* **Page excerpt**:
--- start ---

Mourigram (also known as Maurigram) is a village in Sankrail CD Block of Howrah Sadar subdivision in Howrah district in the Indian state of West Bengal.

==Location==
Mourigram is located between Podrah and Andul. Dhuilya is also adjacent to Mourigram.

==Culture and Education==
Mourigram is well-known to all for Indian Oil Corporation Limited.
Beside this, also there are very few industries at Mourigram. The locality is somewhat economically stable but is deprived of its primary needs for development. Most people are educated and gentle. Most of them are businessman or Government Employees.
There are few schools: Nimtala high school, Maria's day school, Oxford high school, St. Thomas school and a Law college. The nearest college is Prabhu Jagatbandhu College, which is affiliated to University of Calcutta. Mourigram is near to Garden Reach Shipbuilders & Engineers (GRSE), with a ferry service connecting Nazirgunj (near Mourigram) to GRSE's Metiabruz office.

==Transport==
Mourigram has a good connectivity to Kolkata which is 12 km by road and is 14 km from Howrah Station. Andul Road (part of Grand Trunk Road/State Highway 6) is the artery of the town. Mourigram Rail Overbridge was constructed along Andul Road in 2004 to avoid traffic jam along railway tracks and to reduce accidents.

===Bus===
====Private Bus====
- 61 Alampur - Howrah Station

====Mini Bus====
- 13 Ranihati - Rajabazar
- 13A Fatikgachi - Rajabazar
- 20 Alampur - Ultadanga Station
- 20A Mourigram - Salt Lake Tank no. 13

====Bus Routes Without Numbers====
- Mourigram railway station - Barrackpur Cantonment
- Andul railway station - New Town Ecospace

===Train===
Mourigram railway station on Howrah-Kharagpur line serves the locality.

--- end ---

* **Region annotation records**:
--- start ---

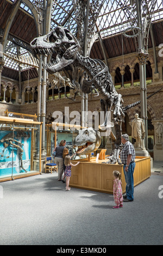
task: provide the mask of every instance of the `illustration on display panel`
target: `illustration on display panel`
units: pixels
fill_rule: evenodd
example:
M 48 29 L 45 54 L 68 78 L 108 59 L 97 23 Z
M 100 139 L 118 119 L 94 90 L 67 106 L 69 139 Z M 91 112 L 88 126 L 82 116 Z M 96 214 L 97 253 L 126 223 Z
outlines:
M 30 170 L 31 132 L 1 131 L 0 133 L 0 177 Z

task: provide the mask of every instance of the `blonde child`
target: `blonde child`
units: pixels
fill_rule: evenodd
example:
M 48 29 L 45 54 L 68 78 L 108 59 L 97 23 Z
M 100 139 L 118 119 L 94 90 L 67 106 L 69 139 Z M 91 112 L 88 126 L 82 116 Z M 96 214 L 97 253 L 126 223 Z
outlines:
M 64 181 L 64 179 L 66 177 L 66 175 L 65 175 L 65 170 L 66 168 L 66 166 L 65 165 L 65 157 L 66 156 L 68 155 L 68 149 L 67 148 L 65 148 L 63 151 L 63 159 L 64 159 L 64 177 L 63 179 L 62 179 L 62 182 L 63 183 L 65 183 L 65 181 Z
M 121 174 L 118 170 L 114 170 L 113 173 L 114 184 L 113 193 L 114 202 L 116 204 L 114 209 L 119 209 L 123 207 L 123 196 L 122 190 L 122 182 L 121 181 Z
M 69 187 L 69 182 L 70 177 L 71 176 L 71 167 L 76 166 L 77 165 L 80 163 L 80 162 L 78 162 L 76 164 L 73 164 L 71 162 L 71 157 L 69 155 L 67 155 L 65 157 L 65 165 L 66 166 L 64 175 L 66 176 L 66 191 L 68 191 L 71 190 L 71 188 Z

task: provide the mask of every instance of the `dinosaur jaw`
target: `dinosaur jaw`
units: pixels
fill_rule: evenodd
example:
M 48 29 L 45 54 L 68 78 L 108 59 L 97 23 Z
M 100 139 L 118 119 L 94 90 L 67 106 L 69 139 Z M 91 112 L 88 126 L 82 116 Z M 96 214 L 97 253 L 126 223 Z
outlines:
M 96 143 L 93 142 L 86 142 L 83 145 L 74 145 L 74 148 L 77 148 L 76 153 L 78 155 L 84 155 L 91 153 L 96 148 Z

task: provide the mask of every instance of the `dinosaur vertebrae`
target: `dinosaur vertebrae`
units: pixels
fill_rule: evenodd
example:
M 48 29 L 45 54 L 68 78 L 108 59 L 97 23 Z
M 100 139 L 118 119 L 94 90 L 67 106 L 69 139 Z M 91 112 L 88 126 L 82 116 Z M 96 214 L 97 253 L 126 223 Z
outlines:
M 108 67 L 99 59 L 92 59 L 89 57 L 83 57 L 79 54 L 77 54 L 76 64 L 82 66 L 84 70 L 90 75 L 88 80 L 84 82 L 87 86 L 93 84 L 99 92 L 104 94 L 107 99 L 110 99 L 112 95 L 112 99 L 118 95 L 114 90 L 111 75 L 109 72 Z

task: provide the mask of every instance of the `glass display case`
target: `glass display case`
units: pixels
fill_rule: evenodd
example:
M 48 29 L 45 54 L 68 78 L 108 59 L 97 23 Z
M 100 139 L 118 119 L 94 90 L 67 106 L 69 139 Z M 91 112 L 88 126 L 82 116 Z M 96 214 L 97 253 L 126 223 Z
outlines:
M 0 182 L 41 173 L 42 123 L 0 117 Z

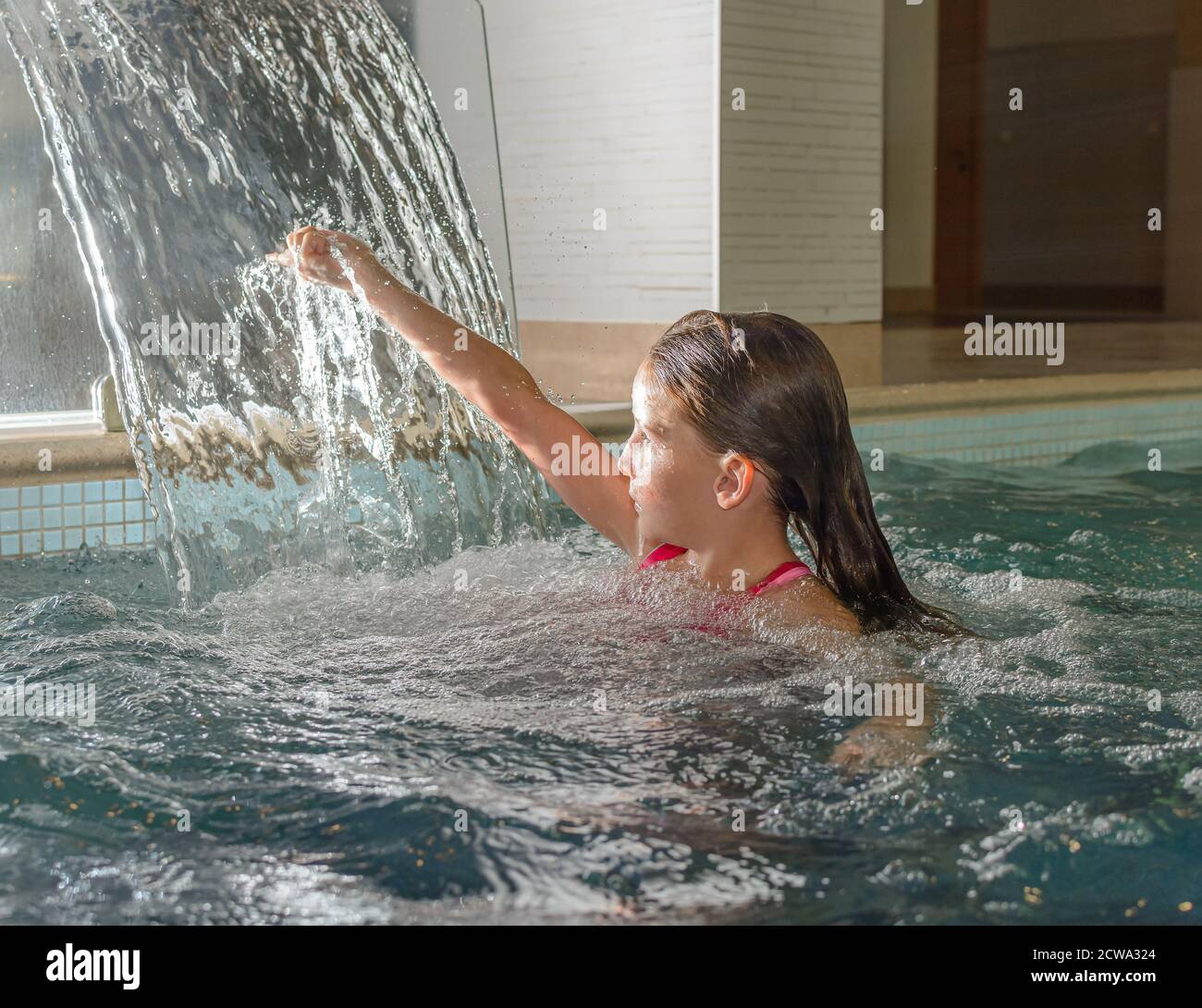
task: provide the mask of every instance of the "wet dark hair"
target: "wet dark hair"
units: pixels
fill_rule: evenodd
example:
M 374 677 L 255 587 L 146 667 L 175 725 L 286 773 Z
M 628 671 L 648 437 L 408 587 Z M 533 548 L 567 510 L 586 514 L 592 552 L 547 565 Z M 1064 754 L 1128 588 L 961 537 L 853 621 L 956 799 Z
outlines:
M 839 369 L 811 330 L 772 312 L 691 312 L 660 337 L 641 374 L 707 447 L 746 455 L 764 472 L 815 574 L 863 629 L 963 633 L 902 580 L 873 511 Z

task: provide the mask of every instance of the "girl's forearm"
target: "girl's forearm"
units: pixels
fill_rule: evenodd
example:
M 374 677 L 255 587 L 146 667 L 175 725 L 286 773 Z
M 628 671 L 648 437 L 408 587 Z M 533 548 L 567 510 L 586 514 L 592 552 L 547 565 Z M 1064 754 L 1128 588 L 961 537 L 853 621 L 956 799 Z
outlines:
M 440 312 L 383 268 L 356 279 L 371 309 L 502 429 L 531 399 L 543 398 L 534 376 L 512 354 Z

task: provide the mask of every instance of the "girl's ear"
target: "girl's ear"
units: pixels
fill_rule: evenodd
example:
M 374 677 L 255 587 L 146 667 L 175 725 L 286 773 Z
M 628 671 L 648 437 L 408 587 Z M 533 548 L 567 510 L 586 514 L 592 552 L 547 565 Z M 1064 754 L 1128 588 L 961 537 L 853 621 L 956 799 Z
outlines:
M 728 511 L 731 508 L 738 508 L 751 493 L 755 464 L 737 451 L 726 452 L 718 464 L 721 467 L 721 473 L 714 480 L 714 497 L 718 499 L 718 506 Z

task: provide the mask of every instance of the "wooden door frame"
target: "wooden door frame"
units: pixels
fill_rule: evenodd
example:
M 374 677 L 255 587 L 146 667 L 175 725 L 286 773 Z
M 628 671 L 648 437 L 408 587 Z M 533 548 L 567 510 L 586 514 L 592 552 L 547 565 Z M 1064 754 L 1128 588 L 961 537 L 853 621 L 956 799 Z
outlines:
M 935 309 L 981 304 L 988 0 L 939 5 L 935 141 Z

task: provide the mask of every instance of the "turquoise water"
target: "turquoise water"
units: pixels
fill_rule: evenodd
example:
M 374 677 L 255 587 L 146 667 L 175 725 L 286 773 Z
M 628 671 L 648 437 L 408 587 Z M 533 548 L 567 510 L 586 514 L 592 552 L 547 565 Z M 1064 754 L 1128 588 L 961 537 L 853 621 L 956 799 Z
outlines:
M 569 517 L 195 612 L 148 556 L 6 563 L 0 683 L 97 702 L 0 717 L 0 919 L 1195 923 L 1202 445 L 1164 457 L 891 459 L 904 573 L 981 638 L 846 653 L 690 629 Z M 933 758 L 841 771 L 823 687 L 888 668 Z

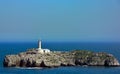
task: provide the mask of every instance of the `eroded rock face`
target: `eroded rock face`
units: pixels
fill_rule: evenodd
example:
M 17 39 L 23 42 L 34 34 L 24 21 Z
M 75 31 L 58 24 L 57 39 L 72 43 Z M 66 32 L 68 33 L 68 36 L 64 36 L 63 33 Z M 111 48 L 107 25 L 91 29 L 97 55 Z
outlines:
M 5 56 L 4 67 L 59 67 L 59 66 L 119 66 L 118 60 L 111 54 L 94 53 L 85 50 L 71 52 L 51 52 L 47 54 L 29 50 L 18 55 Z

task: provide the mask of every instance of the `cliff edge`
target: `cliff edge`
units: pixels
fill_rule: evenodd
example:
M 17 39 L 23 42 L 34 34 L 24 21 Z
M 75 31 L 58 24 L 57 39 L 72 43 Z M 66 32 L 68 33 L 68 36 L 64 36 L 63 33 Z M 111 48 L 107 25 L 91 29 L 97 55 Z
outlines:
M 4 67 L 59 67 L 59 66 L 119 66 L 118 60 L 104 52 L 73 50 L 70 52 L 51 51 L 38 53 L 35 49 L 17 55 L 6 55 Z

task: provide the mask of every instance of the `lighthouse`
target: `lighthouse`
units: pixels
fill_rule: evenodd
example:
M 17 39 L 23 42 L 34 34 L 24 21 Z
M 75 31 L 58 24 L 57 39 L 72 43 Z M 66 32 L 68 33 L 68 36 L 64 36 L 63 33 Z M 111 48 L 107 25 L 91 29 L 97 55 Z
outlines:
M 38 53 L 50 53 L 49 49 L 42 49 L 42 42 L 41 40 L 38 40 L 38 48 L 37 48 Z
M 42 49 L 41 48 L 41 41 L 40 40 L 38 40 L 38 49 Z

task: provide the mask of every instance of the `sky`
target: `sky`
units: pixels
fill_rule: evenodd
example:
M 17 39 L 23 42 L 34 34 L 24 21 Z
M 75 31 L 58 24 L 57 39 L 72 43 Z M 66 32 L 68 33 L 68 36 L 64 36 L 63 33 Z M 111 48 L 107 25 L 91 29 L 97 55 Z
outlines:
M 0 41 L 120 42 L 120 0 L 0 0 Z

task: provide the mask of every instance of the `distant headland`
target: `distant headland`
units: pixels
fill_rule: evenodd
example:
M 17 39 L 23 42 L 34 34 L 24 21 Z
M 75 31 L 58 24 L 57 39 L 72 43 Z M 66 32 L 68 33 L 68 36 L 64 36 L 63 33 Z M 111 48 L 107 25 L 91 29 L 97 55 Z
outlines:
M 118 60 L 105 52 L 72 50 L 68 52 L 42 49 L 41 41 L 38 48 L 29 49 L 16 55 L 6 55 L 4 67 L 59 67 L 59 66 L 120 66 Z

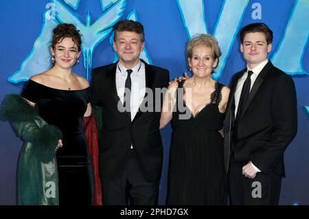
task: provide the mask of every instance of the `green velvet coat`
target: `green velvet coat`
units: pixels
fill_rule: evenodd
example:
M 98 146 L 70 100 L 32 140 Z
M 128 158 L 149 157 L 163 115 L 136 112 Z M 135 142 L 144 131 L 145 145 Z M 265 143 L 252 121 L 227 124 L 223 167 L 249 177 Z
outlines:
M 18 164 L 18 204 L 58 205 L 55 149 L 60 130 L 46 123 L 20 95 L 8 95 L 0 106 L 0 119 L 8 121 L 24 141 Z

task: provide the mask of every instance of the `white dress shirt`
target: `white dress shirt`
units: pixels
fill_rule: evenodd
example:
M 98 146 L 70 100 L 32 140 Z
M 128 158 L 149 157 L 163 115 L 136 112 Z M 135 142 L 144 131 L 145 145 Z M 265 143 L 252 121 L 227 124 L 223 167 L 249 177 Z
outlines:
M 128 76 L 126 69 L 118 62 L 116 69 L 116 89 L 120 101 L 124 104 L 124 89 L 126 80 Z M 139 106 L 143 102 L 146 93 L 145 65 L 141 61 L 133 67 L 131 73 L 131 95 L 130 95 L 130 113 L 131 122 L 137 113 Z M 133 148 L 131 145 L 130 148 Z
M 248 71 L 252 71 L 253 72 L 253 73 L 251 75 L 251 77 L 250 78 L 251 80 L 250 91 L 251 91 L 252 87 L 253 86 L 253 84 L 254 84 L 254 82 L 255 81 L 256 78 L 258 78 L 258 76 L 262 71 L 262 70 L 263 69 L 263 68 L 265 67 L 265 65 L 267 64 L 268 62 L 268 60 L 266 59 L 264 61 L 260 63 L 258 66 L 256 66 L 253 69 L 250 69 L 250 68 L 247 65 L 247 71 L 244 73 L 242 77 L 241 77 L 238 80 L 238 82 L 237 82 L 236 90 L 235 94 L 234 94 L 234 100 L 235 100 L 235 114 L 234 115 L 235 115 L 235 117 L 236 117 L 237 111 L 238 109 L 239 100 L 240 99 L 240 95 L 242 93 L 242 87 L 244 86 L 244 81 L 246 80 L 247 77 L 248 76 Z M 252 166 L 255 170 L 255 171 L 261 172 L 261 170 L 260 169 L 258 169 L 257 167 L 255 167 L 252 162 L 251 162 L 251 163 L 252 164 Z
M 124 87 L 126 80 L 128 76 L 126 69 L 118 62 L 116 70 L 116 89 L 117 93 L 122 104 L 124 97 Z M 131 73 L 131 100 L 130 100 L 130 111 L 131 121 L 139 110 L 139 106 L 145 97 L 146 92 L 146 79 L 145 79 L 145 65 L 141 61 L 133 67 Z

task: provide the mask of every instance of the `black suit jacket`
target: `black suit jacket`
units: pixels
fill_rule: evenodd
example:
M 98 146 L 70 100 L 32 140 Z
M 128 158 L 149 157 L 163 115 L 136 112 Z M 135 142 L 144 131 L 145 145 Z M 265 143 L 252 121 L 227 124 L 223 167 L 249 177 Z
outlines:
M 237 73 L 231 80 L 225 119 L 225 170 L 228 170 L 232 150 L 236 162 L 251 161 L 264 172 L 274 171 L 285 176 L 284 152 L 297 130 L 293 80 L 268 61 L 250 91 L 235 137 L 234 93 L 238 79 L 246 71 L 247 68 Z
M 145 64 L 146 87 L 152 90 L 153 95 L 144 97 L 132 122 L 128 115 L 117 108 L 122 105 L 116 89 L 117 63 L 92 71 L 91 102 L 102 110 L 102 139 L 99 142 L 100 174 L 102 178 L 115 179 L 120 176 L 131 144 L 146 178 L 154 181 L 161 176 L 163 147 L 159 124 L 163 94 L 156 100 L 154 89 L 168 86 L 169 71 L 141 60 Z M 141 106 L 152 111 L 144 112 Z

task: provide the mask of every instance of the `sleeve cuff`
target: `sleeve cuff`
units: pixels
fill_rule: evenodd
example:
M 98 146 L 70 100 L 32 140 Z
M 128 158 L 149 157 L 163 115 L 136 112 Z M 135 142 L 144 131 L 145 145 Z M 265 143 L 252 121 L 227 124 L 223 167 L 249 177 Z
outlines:
M 253 163 L 252 163 L 251 161 L 250 161 L 250 163 L 251 163 L 252 167 L 253 168 L 254 170 L 255 170 L 256 172 L 261 172 L 261 170 L 259 168 L 258 168 L 257 167 L 255 167 Z

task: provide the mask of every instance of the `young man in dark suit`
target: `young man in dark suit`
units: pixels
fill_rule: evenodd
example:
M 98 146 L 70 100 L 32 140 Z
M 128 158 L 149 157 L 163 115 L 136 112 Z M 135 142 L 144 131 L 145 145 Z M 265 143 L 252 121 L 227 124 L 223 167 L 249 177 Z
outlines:
M 244 27 L 240 41 L 247 67 L 231 80 L 225 121 L 230 203 L 277 205 L 284 152 L 297 129 L 295 88 L 267 58 L 273 32 L 266 25 Z
M 121 21 L 113 29 L 119 61 L 94 69 L 91 82 L 92 104 L 102 108 L 103 203 L 156 205 L 163 161 L 163 100 L 154 94 L 168 86 L 169 72 L 139 59 L 145 45 L 140 23 Z

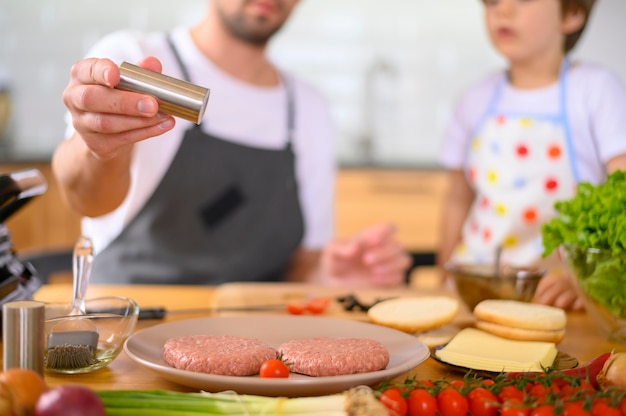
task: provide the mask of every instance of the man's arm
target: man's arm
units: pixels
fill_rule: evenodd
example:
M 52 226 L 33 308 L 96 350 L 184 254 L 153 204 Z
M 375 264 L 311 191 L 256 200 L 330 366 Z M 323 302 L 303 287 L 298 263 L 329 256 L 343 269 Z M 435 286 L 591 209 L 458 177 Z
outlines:
M 156 58 L 140 66 L 161 71 Z M 119 206 L 130 186 L 133 145 L 174 127 L 154 97 L 114 89 L 119 80 L 112 61 L 84 59 L 72 66 L 63 92 L 75 133 L 55 150 L 52 168 L 67 204 L 82 216 Z

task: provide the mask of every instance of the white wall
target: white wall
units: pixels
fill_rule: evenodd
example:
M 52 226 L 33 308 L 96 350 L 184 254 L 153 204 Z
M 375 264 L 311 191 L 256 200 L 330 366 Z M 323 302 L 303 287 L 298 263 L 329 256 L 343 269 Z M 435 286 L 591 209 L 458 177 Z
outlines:
M 97 38 L 191 24 L 205 2 L 0 2 L 0 83 L 8 80 L 14 96 L 13 134 L 0 141 L 0 157 L 52 152 L 63 136 L 70 65 Z M 625 22 L 625 0 L 599 0 L 574 55 L 613 68 L 626 83 Z M 433 164 L 458 94 L 503 65 L 478 0 L 301 0 L 270 53 L 327 96 L 346 164 Z

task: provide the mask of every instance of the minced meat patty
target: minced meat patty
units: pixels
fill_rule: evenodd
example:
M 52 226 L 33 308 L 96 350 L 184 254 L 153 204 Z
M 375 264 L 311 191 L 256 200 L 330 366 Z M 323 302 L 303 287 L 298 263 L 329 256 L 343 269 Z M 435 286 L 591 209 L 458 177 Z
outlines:
M 285 342 L 278 351 L 290 371 L 314 377 L 378 371 L 389 364 L 387 348 L 366 338 L 301 338 Z
M 258 339 L 231 335 L 171 338 L 163 345 L 163 359 L 172 367 L 225 376 L 258 374 L 263 362 L 276 357 L 276 349 Z

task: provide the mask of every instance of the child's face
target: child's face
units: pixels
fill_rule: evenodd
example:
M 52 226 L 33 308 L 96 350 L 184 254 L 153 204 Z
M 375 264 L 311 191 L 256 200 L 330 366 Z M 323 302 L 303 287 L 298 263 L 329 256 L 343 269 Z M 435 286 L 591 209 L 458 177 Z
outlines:
M 494 47 L 511 63 L 531 63 L 563 54 L 559 0 L 483 0 Z M 552 59 L 551 59 L 552 58 Z

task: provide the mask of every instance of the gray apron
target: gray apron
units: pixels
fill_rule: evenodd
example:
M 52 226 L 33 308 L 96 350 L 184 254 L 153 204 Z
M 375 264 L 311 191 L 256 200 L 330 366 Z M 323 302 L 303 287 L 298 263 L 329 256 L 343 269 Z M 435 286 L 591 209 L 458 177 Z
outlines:
M 294 102 L 285 85 L 285 148 L 240 145 L 190 128 L 146 205 L 96 255 L 92 281 L 220 284 L 284 277 L 304 233 L 291 149 Z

--- end ---

* **To do**:
• A. Decide whether each statement agrees with the Mourigram text: (i) Mourigram is 12 km from Kolkata by road; (ii) the Mourigram Rail Overbridge was built along Andul Road in 2008; (iii) Prabhu Jagatbandhu College is affiliated to the University of Calcutta. For each, answer yes or no and quote the deciding words of the text.
• B. Starting at the beginning of the records and going on through the line with "M 30 170 L 31 132 L 1 131 L 0 133 L 0 177 Z", switch "illustration" to "drawing" and write those lines out again, changing nothing else. Leave the pictures out of your answer.

* **Problem solutions**:
• A.
(i) Yes: "Mourigram has a good connectivity to Kolkata which is 12 km by road"
(ii) No: "Mourigram Rail Overbridge was constructed along Andul Road in 2004"
(iii) Yes: "which is affiliated to University of Calcutta"

• B.
task: provide the mask of every instance of the `drawing on display panel`
target: `drawing on display panel`
units: pixels
fill_rule: evenodd
example:
M 48 29 L 45 54 L 68 78 L 108 59 L 97 23 Z
M 100 139 L 118 119 L 94 90 L 67 106 L 69 139 Z M 91 112 L 88 126 L 82 116 Z M 96 214 L 97 253 L 126 223 Z
outlines:
M 30 170 L 31 132 L 1 131 L 0 133 L 0 177 Z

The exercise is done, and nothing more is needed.